Kaynak Metin:
········
7 Ekim 2012 Pazar

Şirketlerde Sosyal Medya Politikası ve İşveren Markası 1: Araştırma Temeli& Kavramlar

Yaklaşık 1,5 senelik bir emeğin ürünü olarak, şirketlerde sosyal medya politikası ve işveren markası konulu araştırmam sonuçlandı. Açıkçası en uzun zamanı, konunun doğasından ileri gelen hızlı değişime ayak uydurmak zorunda kalarak, sürekli okuyarak ve literatür taraması yaparak geçirdim. Ben araştırmamı yayına hazırlarken bile literatürde yer alan bir çok konu daha da çok çeşitlenmiş ve dallanıp budaklanmıştır. Yine de organizasyon, kurum kültürü, çalışan motivasyonu, bağlılığı, işveren markası gibi kavramlar, temel hareket noktam olduğu için araştırma çıktılarının ve değerlendirmelerin geçerliliği konusunda yetkin bir araştırma olduğunu söylemek mümkün.

Araştırma anketimi orjinal olarak hazırlamak da ayrı bir hazırlık çalışmasını gerektiriyordu. Bu sebeple literatürde, haberlerde, sohbetlerde karşılaştığım önemli noktaları kapsamına almaya çalıştım. Anketi bitirme sabrı gösteren tüm katılımcılara buradan bir kere daha teşekkür ediyorum.

Araştırmamın temel motivasyonu, internet kullanımı& sosyal medyanın hayatımıza girmesi ile birlikte çalışan kimliğimizi günün neredeyse 12 saati üzerimizde taşıyarak ve ofis dışı hayatımızda da bu kimlikleri ister istemez üzerimizde taşıyarak, kurumsal itibarın ayrılmaz bir parçası olarak, şu anki sosyal medya politikaları hakkındaki düşüncelerimizi, taleplerimizi, beklentilerimizi incelemekti. Hali ile şu anki genç kuşak, gelecek yıllarda şirketlerin kadrolarını daha fazla dolduracakken, bu araştırmayı genç profesyoneller gözünden şekillendirmek en ideali olurdu. İşveren markası kavramı hakkında 2008 yılında ilk yazdığımda, sosyal medya  şirket gündemlerine yeni yeni düşüyordu. Şimdi ise baktığımda, iyi bir işveren markası yönetiminin yapı taşlarından biri olan kurumsal politikalar ve uygulamalar konusunda, çalışanların yaşam tarzlarını, 7/24 alışkanlıklarını içine alan sosyal medya politikalarını benimsemek ve uygulamak, uzun dönem çalışan bağlılığının, performansın ve organizasyonel mükemmelliğin en önemli adımlarından biri.
········
Veri Satırları:
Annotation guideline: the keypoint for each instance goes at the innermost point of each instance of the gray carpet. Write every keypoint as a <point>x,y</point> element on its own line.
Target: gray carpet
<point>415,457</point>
········
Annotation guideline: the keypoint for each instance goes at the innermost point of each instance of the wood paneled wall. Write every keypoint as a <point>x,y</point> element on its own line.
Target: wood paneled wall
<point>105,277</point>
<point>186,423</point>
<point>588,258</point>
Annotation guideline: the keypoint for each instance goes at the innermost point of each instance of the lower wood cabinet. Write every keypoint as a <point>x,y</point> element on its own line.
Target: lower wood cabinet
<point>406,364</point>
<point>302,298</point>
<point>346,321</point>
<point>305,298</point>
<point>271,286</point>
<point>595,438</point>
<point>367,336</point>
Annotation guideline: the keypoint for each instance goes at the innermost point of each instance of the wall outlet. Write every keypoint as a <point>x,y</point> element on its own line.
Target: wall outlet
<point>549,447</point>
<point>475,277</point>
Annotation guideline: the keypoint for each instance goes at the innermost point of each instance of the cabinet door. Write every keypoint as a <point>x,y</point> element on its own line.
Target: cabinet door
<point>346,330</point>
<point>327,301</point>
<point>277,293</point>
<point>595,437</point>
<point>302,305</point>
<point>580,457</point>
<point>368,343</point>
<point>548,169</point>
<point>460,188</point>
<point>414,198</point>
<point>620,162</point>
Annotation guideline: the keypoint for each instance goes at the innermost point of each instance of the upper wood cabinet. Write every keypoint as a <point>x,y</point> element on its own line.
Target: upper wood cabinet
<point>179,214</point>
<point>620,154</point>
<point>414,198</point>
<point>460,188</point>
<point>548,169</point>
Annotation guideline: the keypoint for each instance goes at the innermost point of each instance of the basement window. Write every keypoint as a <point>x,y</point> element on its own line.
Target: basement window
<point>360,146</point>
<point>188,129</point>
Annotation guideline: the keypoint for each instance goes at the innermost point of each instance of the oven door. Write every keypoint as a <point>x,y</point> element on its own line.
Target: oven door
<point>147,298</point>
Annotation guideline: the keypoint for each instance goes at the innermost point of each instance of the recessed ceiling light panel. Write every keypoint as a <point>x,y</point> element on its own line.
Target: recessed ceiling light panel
········
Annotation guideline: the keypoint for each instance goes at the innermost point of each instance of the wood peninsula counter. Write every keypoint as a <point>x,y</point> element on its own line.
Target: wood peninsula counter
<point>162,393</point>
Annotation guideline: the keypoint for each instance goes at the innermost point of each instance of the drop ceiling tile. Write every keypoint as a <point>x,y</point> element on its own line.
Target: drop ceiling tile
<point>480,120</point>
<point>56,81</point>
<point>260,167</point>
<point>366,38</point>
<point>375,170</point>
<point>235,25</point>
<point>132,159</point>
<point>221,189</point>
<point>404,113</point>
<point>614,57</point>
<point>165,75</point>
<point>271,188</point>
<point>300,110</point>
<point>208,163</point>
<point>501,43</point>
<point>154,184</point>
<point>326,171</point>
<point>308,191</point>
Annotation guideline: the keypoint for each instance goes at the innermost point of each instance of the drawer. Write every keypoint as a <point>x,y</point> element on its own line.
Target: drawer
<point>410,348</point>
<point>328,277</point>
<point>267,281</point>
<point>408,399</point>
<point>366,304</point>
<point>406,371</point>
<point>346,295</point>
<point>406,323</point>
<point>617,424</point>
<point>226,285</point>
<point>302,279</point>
········
Alıştırma Görevleri:
- a) Kaynak metne göre araştırma yaklaşık kaç senelik bir emeğin ürünüdür?
- b) Kaynak metinde "Şirketlerde Sosyal Medya Politikası ve İşveren" sözcüklerini içeren yerle açılıp "olduğunu söylemek mümkün." ile kapanan bölümü alıntılayın.

Görev Yanıtları:
- a) Yaklaşık 1,5 senelik bir emeğin ürünüdür.

- b)
Şirketlerde Sosyal Medya Politikası ve İşveren Markası 1: Araştırma Temeli& Kavramlar

Yaklaşık 1,5 senelik bir emeğin ürünü olarak, şirketlerde sosyal medya politikası ve işveren markası konulu araştırmam sonuçlandı. Açıkçası en uzun zamanı, konunun doğasından ileri gelen hızlı değişime ayak uydurmak zorunda kalarak, sürekli okuyarak ve literatür taraması yaparak geçirdim. Ben araştırmamı yayına hazırlarken bile literatürde yer alan bir çok konu daha da çok çeşitlenmiş ve dallanıp budaklanmıştır. Yine de organizasyon, kurum kültürü, çalışan motivasyonu, bağlılığı, işveren markası gibi kavramlar, temel hareket noktam olduğu için araştırma çıktılarının ve değerlendirmelerin geçerliliği konusunda yetkin bir araştırma olduğunu söylemek mümkün.